▶ **Raw data**

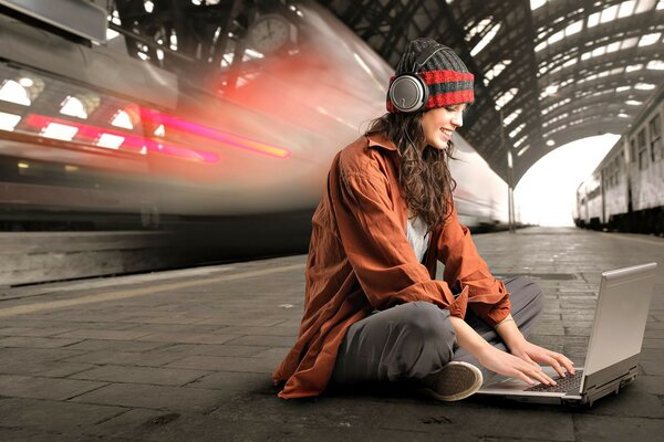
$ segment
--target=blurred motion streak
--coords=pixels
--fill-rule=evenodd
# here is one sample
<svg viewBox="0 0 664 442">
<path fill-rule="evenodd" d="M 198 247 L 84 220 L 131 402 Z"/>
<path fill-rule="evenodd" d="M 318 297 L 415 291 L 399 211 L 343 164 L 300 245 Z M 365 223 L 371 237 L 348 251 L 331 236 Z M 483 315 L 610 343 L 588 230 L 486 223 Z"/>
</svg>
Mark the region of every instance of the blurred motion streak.
<svg viewBox="0 0 664 442">
<path fill-rule="evenodd" d="M 167 129 L 173 128 L 185 131 L 190 135 L 198 135 L 205 138 L 210 138 L 220 141 L 230 147 L 251 150 L 258 154 L 269 155 L 277 158 L 287 158 L 291 152 L 281 147 L 271 146 L 261 141 L 252 140 L 240 135 L 235 135 L 228 131 L 221 131 L 210 127 L 201 126 L 196 123 L 176 118 L 172 115 L 159 114 L 152 109 L 143 109 L 143 115 L 152 123 L 166 123 Z M 145 118 L 144 118 L 145 119 Z"/>
<path fill-rule="evenodd" d="M 84 125 L 81 123 L 72 123 L 64 119 L 58 119 L 52 117 L 46 117 L 43 115 L 30 114 L 24 120 L 27 126 L 30 126 L 38 130 L 43 130 L 49 125 L 58 124 L 62 126 L 69 126 L 72 128 L 79 129 L 74 135 L 76 138 L 80 138 L 83 141 L 87 141 L 91 144 L 95 144 L 102 148 L 108 148 L 107 146 L 103 146 L 98 144 L 98 139 L 103 135 L 113 135 L 118 138 L 124 138 L 123 143 L 118 147 L 128 148 L 131 151 L 142 154 L 142 149 L 144 147 L 147 148 L 151 152 L 168 155 L 172 157 L 177 157 L 179 159 L 186 159 L 188 161 L 197 161 L 197 162 L 209 162 L 215 164 L 219 161 L 219 156 L 211 152 L 206 152 L 203 150 L 196 150 L 184 146 L 170 145 L 158 141 L 154 138 L 143 138 L 129 134 L 124 134 L 121 131 L 113 131 L 105 129 L 103 127 L 95 127 L 90 125 Z M 117 147 L 115 147 L 117 148 Z"/>
</svg>

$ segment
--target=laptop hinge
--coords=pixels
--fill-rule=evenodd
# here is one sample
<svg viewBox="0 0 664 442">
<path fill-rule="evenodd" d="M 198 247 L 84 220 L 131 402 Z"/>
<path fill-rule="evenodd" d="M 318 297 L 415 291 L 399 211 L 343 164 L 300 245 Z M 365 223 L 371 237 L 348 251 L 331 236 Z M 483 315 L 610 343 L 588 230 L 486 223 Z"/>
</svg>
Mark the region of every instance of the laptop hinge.
<svg viewBox="0 0 664 442">
<path fill-rule="evenodd" d="M 636 377 L 636 364 L 639 355 L 634 355 L 625 360 L 606 367 L 592 375 L 588 375 L 583 380 L 583 402 L 592 407 L 593 403 L 604 396 L 615 393 L 621 388 L 630 383 Z"/>
</svg>

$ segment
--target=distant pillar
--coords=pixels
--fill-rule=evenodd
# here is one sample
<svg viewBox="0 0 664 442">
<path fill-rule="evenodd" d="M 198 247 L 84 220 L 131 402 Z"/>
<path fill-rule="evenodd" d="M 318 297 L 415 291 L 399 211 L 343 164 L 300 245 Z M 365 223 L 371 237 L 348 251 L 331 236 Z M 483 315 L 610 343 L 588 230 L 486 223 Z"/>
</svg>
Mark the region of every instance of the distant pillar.
<svg viewBox="0 0 664 442">
<path fill-rule="evenodd" d="M 515 233 L 515 168 L 511 150 L 505 143 L 505 125 L 502 123 L 502 109 L 500 109 L 500 145 L 507 150 L 507 218 L 509 233 Z"/>
</svg>

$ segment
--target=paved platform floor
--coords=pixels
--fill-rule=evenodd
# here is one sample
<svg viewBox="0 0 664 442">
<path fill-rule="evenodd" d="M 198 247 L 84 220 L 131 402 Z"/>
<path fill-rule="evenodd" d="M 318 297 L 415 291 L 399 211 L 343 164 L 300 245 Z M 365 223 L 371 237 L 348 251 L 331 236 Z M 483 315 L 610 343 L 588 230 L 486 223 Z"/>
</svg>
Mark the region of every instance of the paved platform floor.
<svg viewBox="0 0 664 442">
<path fill-rule="evenodd" d="M 529 274 L 532 339 L 577 365 L 603 270 L 657 261 L 640 376 L 592 409 L 397 389 L 276 397 L 305 256 L 0 288 L 0 441 L 653 441 L 664 432 L 664 239 L 526 229 L 475 236 L 496 275 Z"/>
</svg>

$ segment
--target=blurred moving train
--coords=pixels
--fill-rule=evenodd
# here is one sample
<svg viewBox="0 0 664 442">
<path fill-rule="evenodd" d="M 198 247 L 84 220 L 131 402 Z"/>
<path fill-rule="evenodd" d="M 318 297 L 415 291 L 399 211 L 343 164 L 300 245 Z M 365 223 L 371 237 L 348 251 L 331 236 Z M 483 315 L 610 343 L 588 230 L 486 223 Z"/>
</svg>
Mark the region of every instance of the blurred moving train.
<svg viewBox="0 0 664 442">
<path fill-rule="evenodd" d="M 261 53 L 249 30 L 231 40 L 239 70 L 231 48 L 190 77 L 145 61 L 154 48 L 131 56 L 123 35 L 81 44 L 0 14 L 0 229 L 194 228 L 235 250 L 305 250 L 330 161 L 385 112 L 393 70 L 317 3 L 289 4 L 287 49 Z M 455 143 L 461 220 L 506 222 L 507 185 Z"/>
<path fill-rule="evenodd" d="M 577 189 L 581 228 L 664 235 L 664 84 Z"/>
</svg>

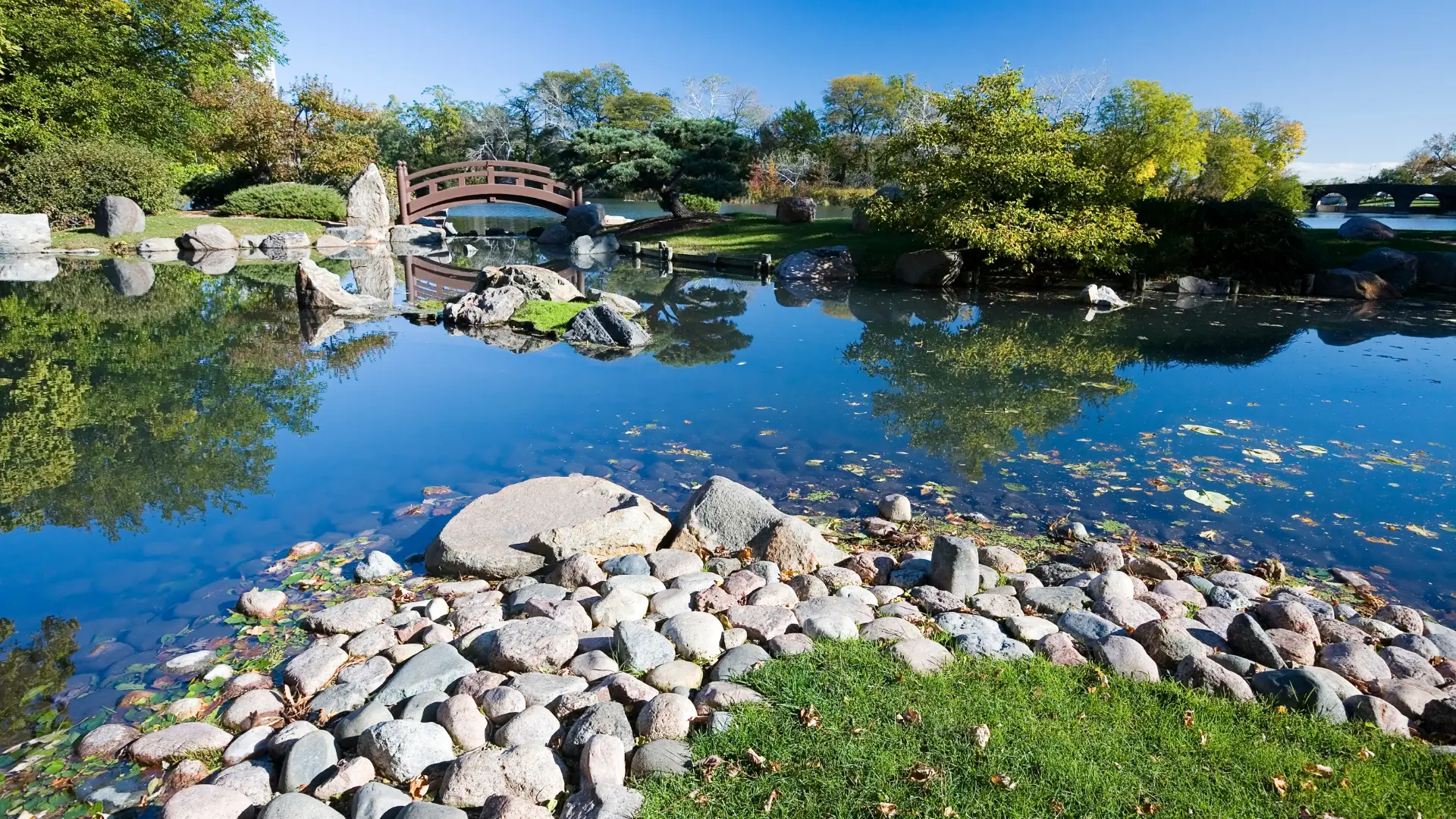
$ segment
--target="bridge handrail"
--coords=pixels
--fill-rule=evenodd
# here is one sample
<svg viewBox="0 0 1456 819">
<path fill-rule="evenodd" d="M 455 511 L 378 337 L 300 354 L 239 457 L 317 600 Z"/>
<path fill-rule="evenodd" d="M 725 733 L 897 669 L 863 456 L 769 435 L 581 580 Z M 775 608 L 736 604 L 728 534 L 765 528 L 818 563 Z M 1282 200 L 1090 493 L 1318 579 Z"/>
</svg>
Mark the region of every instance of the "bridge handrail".
<svg viewBox="0 0 1456 819">
<path fill-rule="evenodd" d="M 485 171 L 486 168 L 494 168 L 494 169 L 498 169 L 498 171 L 504 169 L 504 168 L 520 168 L 523 171 L 536 172 L 536 173 L 540 173 L 543 176 L 552 176 L 553 175 L 552 169 L 547 168 L 547 166 L 545 166 L 545 165 L 531 165 L 530 162 L 510 162 L 510 160 L 504 160 L 504 159 L 501 159 L 501 160 L 495 160 L 495 159 L 478 159 L 478 160 L 470 160 L 470 162 L 453 162 L 450 165 L 437 165 L 434 168 L 425 168 L 424 171 L 416 171 L 416 172 L 411 173 L 409 175 L 409 181 L 414 182 L 415 179 L 424 179 L 425 176 L 432 175 L 432 173 L 440 173 L 443 171 L 454 171 L 454 169 L 460 169 L 460 168 L 479 168 L 480 171 Z"/>
</svg>

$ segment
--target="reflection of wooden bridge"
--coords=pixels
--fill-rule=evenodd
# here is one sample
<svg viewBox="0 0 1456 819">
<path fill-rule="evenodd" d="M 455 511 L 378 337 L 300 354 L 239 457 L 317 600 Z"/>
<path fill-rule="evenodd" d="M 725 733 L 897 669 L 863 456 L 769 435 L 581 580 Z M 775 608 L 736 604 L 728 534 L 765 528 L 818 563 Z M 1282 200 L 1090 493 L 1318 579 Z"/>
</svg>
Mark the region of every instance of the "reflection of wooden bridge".
<svg viewBox="0 0 1456 819">
<path fill-rule="evenodd" d="M 577 290 L 587 291 L 587 275 L 582 271 L 568 267 L 558 270 L 556 274 L 575 284 Z M 469 293 L 479 275 L 478 270 L 462 270 L 425 256 L 405 256 L 405 297 L 411 302 L 424 299 L 443 302 L 460 293 Z"/>
<path fill-rule="evenodd" d="M 399 181 L 399 223 L 444 213 L 464 204 L 517 203 L 565 214 L 581 204 L 581 188 L 569 188 L 545 165 L 482 159 L 427 168 L 415 173 L 403 162 Z"/>
</svg>

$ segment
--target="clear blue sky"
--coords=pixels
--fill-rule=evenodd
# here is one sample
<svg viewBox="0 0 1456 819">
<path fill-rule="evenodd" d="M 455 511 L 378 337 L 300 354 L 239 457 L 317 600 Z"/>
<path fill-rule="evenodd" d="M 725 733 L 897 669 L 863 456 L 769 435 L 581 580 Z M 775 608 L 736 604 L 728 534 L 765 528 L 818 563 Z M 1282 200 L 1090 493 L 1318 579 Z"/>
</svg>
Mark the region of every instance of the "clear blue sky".
<svg viewBox="0 0 1456 819">
<path fill-rule="evenodd" d="M 1201 106 L 1277 105 L 1305 122 L 1309 176 L 1357 176 L 1456 130 L 1444 3 L 1382 0 L 467 1 L 264 0 L 288 35 L 282 82 L 325 74 L 365 101 L 443 83 L 467 99 L 550 68 L 620 64 L 645 90 L 712 73 L 764 103 L 817 105 L 824 82 L 914 73 L 973 82 L 1105 66 Z M 1344 165 L 1341 165 L 1344 163 Z"/>
</svg>

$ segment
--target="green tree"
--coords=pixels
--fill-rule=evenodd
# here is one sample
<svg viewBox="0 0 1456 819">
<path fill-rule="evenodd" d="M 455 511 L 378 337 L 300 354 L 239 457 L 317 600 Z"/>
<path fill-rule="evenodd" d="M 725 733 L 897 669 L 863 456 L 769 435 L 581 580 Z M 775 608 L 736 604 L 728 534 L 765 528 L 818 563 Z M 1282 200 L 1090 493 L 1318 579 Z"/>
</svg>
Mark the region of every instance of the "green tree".
<svg viewBox="0 0 1456 819">
<path fill-rule="evenodd" d="M 692 216 L 683 194 L 728 200 L 744 191 L 753 143 L 722 119 L 658 119 L 649 131 L 584 128 L 556 171 L 612 191 L 651 191 L 662 210 Z"/>
<path fill-rule="evenodd" d="M 1107 173 L 1076 162 L 1080 118 L 1042 115 L 1019 70 L 932 102 L 939 119 L 887 144 L 904 195 L 871 200 L 866 213 L 877 224 L 1028 271 L 1067 262 L 1120 270 L 1130 248 L 1150 239 L 1108 194 Z"/>
<path fill-rule="evenodd" d="M 114 138 L 191 156 L 198 87 L 278 58 L 255 0 L 0 0 L 0 162 L 60 140 Z"/>
<path fill-rule="evenodd" d="M 1127 80 L 1098 103 L 1085 150 L 1107 169 L 1111 189 L 1133 201 L 1166 195 L 1198 176 L 1206 143 L 1192 98 L 1156 82 Z"/>
</svg>

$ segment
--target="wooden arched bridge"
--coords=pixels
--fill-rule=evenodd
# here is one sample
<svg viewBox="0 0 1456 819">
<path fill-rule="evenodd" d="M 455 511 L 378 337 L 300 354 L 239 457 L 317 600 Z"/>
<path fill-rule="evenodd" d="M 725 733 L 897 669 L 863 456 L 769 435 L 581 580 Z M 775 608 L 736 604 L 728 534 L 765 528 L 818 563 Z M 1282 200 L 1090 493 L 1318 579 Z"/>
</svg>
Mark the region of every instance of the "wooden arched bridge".
<svg viewBox="0 0 1456 819">
<path fill-rule="evenodd" d="M 482 159 L 414 173 L 400 162 L 395 173 L 399 178 L 400 224 L 466 204 L 515 203 L 565 214 L 582 201 L 581 188 L 556 179 L 545 165 L 526 162 Z"/>
</svg>

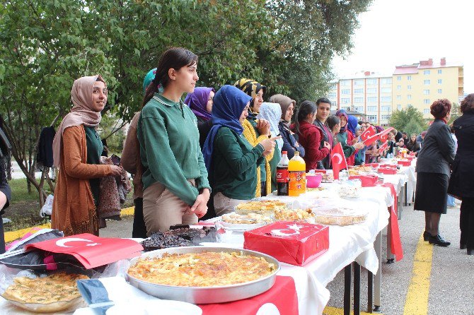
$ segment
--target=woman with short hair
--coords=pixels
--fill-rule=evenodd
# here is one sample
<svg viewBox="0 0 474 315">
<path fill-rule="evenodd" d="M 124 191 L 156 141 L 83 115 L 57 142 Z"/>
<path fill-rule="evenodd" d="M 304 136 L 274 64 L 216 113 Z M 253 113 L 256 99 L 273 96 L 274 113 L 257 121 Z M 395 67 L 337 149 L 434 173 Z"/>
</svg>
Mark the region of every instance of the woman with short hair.
<svg viewBox="0 0 474 315">
<path fill-rule="evenodd" d="M 458 150 L 453 163 L 448 193 L 462 198 L 459 227 L 461 249 L 474 254 L 474 93 L 461 102 L 463 115 L 453 123 Z M 426 146 L 426 138 L 424 142 Z"/>
<path fill-rule="evenodd" d="M 447 246 L 451 244 L 439 234 L 441 215 L 446 213 L 450 165 L 454 161 L 454 142 L 446 124 L 451 104 L 446 99 L 432 104 L 434 121 L 429 126 L 418 154 L 415 210 L 424 211 L 423 238 L 429 244 Z"/>
</svg>

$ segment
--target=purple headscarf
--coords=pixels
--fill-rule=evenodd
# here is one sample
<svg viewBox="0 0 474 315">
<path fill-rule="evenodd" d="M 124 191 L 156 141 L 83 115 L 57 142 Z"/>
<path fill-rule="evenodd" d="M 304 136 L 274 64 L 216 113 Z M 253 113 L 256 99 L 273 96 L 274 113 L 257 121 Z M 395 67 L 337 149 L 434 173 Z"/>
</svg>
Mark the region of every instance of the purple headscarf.
<svg viewBox="0 0 474 315">
<path fill-rule="evenodd" d="M 186 95 L 185 104 L 190 107 L 197 117 L 204 118 L 204 120 L 212 118 L 211 113 L 206 109 L 211 91 L 216 92 L 212 88 L 195 88 L 194 92 Z"/>
<path fill-rule="evenodd" d="M 336 116 L 338 117 L 340 119 L 341 116 L 344 116 L 345 117 L 346 117 L 347 123 L 344 127 L 341 127 L 341 130 L 339 131 L 340 133 L 345 132 L 347 129 L 347 125 L 349 124 L 349 117 L 347 117 L 347 113 L 344 109 L 338 109 L 337 112 L 336 112 Z"/>
</svg>

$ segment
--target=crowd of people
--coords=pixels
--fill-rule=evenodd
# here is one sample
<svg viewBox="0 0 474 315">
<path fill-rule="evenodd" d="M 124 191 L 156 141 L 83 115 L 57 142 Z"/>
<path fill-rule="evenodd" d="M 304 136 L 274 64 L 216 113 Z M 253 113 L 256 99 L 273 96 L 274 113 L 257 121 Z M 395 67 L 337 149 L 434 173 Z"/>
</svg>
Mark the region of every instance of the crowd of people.
<svg viewBox="0 0 474 315">
<path fill-rule="evenodd" d="M 341 143 L 348 165 L 393 158 L 403 148 L 416 153 L 415 208 L 425 211 L 425 239 L 449 244 L 439 231 L 449 187 L 451 194 L 463 198 L 461 246 L 474 250 L 474 190 L 468 184 L 473 171 L 466 162 L 474 152 L 473 95 L 463 101 L 465 114 L 453 126 L 458 140 L 455 158 L 446 100 L 432 105 L 435 120 L 427 131 L 408 135 L 393 129 L 384 148 L 380 141 L 366 145 L 361 138 L 367 129 L 379 133 L 383 127 L 358 121 L 344 109 L 330 115 L 325 97 L 297 105 L 287 95 L 267 95 L 265 85 L 248 78 L 217 90 L 197 88 L 197 56 L 175 47 L 146 74 L 142 107 L 130 122 L 120 166 L 101 165 L 99 159 L 103 146 L 96 129 L 107 102 L 106 83 L 100 76 L 74 81 L 74 107 L 53 143 L 59 167 L 53 228 L 67 236 L 98 235 L 98 179 L 120 176 L 122 167 L 133 175 L 132 237 L 146 237 L 173 225 L 228 213 L 243 201 L 270 194 L 282 151 L 290 159 L 299 153 L 306 171 L 331 169 L 330 152 Z"/>
</svg>

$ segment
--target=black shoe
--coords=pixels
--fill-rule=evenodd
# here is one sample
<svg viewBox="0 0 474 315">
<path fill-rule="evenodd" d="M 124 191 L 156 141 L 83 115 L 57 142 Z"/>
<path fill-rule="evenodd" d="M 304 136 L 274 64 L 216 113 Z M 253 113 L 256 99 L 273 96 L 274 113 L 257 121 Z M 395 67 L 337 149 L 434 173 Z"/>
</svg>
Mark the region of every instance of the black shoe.
<svg viewBox="0 0 474 315">
<path fill-rule="evenodd" d="M 430 236 L 429 237 L 429 244 L 433 245 L 442 246 L 446 247 L 446 246 L 451 245 L 449 242 L 446 242 L 441 235 L 438 234 L 437 236 Z"/>
<path fill-rule="evenodd" d="M 423 240 L 426 241 L 426 242 L 428 242 L 428 240 L 429 239 L 430 236 L 432 236 L 432 234 L 429 234 L 429 232 L 424 231 L 423 232 Z"/>
</svg>

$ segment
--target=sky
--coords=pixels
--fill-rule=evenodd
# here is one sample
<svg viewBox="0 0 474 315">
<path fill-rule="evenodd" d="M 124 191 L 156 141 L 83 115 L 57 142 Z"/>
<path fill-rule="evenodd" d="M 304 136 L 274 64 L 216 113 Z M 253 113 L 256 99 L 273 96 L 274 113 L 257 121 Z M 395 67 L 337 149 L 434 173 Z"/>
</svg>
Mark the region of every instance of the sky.
<svg viewBox="0 0 474 315">
<path fill-rule="evenodd" d="M 474 1 L 374 0 L 359 20 L 351 52 L 333 61 L 337 78 L 446 57 L 464 66 L 464 92 L 474 93 Z"/>
</svg>

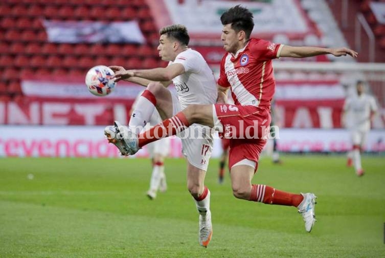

▶ **Short exercise**
Return each line of the records that contains the string "black".

▶ **Finished answer**
--target=black shoe
Mark the region of every instance of the black shoe.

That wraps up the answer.